> What is required: Repeat exactly the lines that run from the one containing "Could you spot the car" to the end of the data, and leave out all others.

> Supplied material:
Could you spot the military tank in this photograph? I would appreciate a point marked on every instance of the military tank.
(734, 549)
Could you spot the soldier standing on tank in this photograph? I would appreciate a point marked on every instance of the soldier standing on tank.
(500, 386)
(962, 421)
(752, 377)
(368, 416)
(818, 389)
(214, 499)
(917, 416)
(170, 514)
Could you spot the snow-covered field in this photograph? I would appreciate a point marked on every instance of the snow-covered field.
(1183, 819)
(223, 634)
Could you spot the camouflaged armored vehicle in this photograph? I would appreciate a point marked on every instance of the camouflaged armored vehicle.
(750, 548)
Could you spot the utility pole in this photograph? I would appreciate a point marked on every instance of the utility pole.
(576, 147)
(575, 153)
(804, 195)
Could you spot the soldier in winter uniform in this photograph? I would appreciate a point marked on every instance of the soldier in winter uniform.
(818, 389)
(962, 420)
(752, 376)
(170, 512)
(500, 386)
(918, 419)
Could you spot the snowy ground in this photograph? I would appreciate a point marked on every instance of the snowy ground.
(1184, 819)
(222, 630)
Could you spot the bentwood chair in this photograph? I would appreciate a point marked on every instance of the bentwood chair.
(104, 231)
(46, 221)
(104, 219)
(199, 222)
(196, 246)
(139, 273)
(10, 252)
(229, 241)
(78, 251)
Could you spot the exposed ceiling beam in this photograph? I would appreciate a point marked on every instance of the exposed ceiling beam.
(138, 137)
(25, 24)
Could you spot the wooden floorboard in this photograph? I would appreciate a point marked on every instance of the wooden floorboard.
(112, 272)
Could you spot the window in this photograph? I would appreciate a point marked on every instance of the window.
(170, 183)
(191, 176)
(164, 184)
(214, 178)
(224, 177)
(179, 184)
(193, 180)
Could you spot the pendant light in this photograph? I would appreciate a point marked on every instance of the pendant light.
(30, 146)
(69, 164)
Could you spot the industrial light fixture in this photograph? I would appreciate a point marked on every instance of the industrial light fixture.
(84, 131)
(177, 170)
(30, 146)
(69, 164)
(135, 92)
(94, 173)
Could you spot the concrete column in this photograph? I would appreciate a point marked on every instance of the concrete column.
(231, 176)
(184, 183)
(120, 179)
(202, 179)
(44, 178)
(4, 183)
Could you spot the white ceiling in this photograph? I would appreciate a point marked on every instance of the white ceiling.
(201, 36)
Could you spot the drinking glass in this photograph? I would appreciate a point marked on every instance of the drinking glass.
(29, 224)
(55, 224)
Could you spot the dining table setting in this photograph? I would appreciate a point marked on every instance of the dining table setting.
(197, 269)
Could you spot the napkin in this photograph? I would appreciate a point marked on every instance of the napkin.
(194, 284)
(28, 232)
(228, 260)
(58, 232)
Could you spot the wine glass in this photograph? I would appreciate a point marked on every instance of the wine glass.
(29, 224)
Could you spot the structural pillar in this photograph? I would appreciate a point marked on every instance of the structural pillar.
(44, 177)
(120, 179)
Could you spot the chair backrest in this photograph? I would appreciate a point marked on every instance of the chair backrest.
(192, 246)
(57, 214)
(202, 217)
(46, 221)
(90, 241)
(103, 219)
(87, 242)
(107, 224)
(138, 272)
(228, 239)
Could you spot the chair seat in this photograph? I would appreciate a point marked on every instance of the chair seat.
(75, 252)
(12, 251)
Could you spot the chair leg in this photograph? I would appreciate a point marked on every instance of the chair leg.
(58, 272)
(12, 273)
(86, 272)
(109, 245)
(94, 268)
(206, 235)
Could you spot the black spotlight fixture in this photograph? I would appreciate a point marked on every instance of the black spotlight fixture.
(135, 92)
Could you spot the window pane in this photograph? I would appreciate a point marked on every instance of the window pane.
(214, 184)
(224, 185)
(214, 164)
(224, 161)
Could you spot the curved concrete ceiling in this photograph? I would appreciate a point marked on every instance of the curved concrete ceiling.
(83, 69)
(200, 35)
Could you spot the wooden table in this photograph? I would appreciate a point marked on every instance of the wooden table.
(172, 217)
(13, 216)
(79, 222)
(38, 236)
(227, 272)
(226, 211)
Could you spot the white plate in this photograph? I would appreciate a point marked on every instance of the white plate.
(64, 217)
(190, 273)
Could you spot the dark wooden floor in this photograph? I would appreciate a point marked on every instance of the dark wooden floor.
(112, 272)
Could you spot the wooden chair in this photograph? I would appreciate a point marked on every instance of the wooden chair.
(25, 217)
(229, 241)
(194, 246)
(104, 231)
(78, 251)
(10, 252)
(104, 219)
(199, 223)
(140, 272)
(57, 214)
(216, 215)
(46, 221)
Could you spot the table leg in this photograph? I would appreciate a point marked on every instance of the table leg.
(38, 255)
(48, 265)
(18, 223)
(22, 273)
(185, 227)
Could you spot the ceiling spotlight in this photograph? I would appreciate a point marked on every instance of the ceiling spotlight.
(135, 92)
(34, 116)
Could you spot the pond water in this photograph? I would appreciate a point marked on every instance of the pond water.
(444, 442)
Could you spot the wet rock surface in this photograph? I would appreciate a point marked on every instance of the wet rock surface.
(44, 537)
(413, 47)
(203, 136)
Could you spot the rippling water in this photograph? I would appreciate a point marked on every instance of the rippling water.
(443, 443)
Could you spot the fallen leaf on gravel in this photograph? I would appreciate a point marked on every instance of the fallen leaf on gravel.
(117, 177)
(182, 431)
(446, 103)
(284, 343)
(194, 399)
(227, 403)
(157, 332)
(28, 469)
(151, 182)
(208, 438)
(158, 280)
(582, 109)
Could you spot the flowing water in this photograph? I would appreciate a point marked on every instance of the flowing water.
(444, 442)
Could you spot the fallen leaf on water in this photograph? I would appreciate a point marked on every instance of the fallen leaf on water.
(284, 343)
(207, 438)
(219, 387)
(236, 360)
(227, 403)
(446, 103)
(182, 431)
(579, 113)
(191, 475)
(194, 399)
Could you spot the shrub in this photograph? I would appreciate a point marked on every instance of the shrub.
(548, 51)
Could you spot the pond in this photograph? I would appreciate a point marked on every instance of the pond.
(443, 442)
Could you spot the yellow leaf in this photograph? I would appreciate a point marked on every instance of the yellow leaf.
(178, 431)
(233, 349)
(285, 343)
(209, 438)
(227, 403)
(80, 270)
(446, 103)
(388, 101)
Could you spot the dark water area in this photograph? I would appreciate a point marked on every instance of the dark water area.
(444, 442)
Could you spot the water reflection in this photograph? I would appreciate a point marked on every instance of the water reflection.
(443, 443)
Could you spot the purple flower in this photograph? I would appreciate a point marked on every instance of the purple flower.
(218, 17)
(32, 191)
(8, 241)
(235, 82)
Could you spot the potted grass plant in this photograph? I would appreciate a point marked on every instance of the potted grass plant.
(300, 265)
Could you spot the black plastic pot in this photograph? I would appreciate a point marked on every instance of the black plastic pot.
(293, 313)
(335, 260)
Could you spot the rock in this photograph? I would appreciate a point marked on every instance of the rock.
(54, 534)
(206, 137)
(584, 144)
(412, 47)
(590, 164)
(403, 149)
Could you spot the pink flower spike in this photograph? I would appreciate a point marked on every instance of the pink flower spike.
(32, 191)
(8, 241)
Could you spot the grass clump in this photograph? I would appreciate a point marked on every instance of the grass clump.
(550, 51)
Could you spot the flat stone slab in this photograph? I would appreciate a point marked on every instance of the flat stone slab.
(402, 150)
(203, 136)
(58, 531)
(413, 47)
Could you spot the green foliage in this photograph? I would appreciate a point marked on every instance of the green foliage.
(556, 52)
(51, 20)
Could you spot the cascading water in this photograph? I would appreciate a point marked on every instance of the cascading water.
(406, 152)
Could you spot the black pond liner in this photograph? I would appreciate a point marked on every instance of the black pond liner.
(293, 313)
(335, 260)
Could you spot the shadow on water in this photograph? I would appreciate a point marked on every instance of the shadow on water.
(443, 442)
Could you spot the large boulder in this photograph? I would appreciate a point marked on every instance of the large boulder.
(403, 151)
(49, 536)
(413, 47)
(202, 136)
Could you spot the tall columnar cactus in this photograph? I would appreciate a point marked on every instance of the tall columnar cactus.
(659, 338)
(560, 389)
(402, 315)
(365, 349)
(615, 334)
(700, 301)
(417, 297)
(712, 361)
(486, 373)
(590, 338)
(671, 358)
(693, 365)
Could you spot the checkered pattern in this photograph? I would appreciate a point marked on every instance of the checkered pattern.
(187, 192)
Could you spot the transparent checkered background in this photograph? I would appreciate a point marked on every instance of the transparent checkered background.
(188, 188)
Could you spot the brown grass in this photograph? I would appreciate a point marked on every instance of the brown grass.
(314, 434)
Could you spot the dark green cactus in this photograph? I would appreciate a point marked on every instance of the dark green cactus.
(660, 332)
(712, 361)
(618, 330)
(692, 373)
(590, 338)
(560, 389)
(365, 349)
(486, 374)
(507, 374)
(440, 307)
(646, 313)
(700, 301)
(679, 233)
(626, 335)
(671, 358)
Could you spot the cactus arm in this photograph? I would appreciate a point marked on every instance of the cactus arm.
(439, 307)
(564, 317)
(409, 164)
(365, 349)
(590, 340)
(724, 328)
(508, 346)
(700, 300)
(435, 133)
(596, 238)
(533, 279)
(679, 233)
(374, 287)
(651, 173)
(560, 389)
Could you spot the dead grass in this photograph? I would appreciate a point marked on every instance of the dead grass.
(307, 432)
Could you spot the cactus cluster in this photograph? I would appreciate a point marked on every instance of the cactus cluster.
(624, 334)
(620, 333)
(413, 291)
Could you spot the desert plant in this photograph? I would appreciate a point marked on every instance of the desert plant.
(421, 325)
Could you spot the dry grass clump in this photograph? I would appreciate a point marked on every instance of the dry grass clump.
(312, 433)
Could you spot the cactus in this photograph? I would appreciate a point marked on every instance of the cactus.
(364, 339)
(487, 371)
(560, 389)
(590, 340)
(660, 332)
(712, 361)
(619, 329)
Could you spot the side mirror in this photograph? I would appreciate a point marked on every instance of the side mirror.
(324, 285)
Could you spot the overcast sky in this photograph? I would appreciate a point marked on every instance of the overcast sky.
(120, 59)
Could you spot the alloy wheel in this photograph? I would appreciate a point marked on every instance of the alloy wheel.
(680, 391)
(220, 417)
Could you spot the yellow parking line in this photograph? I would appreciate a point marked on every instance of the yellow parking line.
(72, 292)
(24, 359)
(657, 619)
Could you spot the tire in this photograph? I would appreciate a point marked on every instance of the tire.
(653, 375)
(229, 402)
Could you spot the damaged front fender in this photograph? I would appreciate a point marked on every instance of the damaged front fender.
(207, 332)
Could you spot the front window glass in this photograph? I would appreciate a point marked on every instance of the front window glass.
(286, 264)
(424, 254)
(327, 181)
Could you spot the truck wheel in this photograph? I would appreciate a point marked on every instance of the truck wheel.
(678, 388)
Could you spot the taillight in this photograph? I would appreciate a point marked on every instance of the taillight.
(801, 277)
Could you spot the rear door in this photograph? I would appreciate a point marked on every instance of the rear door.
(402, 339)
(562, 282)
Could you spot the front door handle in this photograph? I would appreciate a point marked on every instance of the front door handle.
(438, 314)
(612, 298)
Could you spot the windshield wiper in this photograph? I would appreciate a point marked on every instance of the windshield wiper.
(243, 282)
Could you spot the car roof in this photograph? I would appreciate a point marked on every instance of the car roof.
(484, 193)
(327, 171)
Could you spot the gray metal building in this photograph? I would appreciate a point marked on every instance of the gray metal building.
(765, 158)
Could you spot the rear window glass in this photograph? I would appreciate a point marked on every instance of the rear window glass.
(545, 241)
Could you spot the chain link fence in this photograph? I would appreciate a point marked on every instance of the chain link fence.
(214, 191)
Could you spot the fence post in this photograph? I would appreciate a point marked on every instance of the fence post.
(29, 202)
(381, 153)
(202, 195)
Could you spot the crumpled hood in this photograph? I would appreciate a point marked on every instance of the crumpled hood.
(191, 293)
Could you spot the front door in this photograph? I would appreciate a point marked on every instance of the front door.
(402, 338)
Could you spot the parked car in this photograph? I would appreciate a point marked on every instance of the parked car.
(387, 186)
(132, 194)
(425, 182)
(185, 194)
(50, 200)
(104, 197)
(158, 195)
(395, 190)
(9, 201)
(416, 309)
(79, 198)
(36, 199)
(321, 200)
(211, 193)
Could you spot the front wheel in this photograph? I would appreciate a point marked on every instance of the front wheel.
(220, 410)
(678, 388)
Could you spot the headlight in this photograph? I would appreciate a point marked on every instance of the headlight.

> Answer:
Could you spot the car roof in this photograph? I would appreciate a point marked on every instance of the car roof.
(484, 193)
(327, 171)
Could you spot the gray metal building in this photograph? I would appreciate a point marked on every instance of the gray metal building.
(765, 158)
Could you spot the rear window glass in this photograph? I would appreciate a point marked on every instance of the rear window glass.
(545, 241)
Could you spot the chain link fence in this photograph? I would appreciate a point marked on every instance of the chain link fence.
(214, 191)
Could you spot the fence post in this photograph? I would appreciate a point marked on every instance of the fence post.
(29, 202)
(381, 153)
(202, 195)
Could you spot the crumpled hood in this photograph? I would appreciate a point marked on every instance of the crumpled hood.
(191, 293)
Could you spot the front door in this photograph? I would appreciate a point marked on every instance of the front door.
(402, 338)
Could you spot the parked car in this photograph? I would appreciate a point marked on every instance of the parked car.
(387, 186)
(132, 194)
(425, 182)
(185, 194)
(50, 200)
(104, 197)
(158, 195)
(395, 190)
(9, 201)
(416, 309)
(79, 198)
(36, 199)
(321, 200)
(211, 193)
Could you spot the front wheel in this photograph? I would appreciate a point marked on every instance of the front wheel.
(220, 410)
(678, 388)
Could you spot the headlight in this photograph? I would appreciate a point marked on every instance of the headlight.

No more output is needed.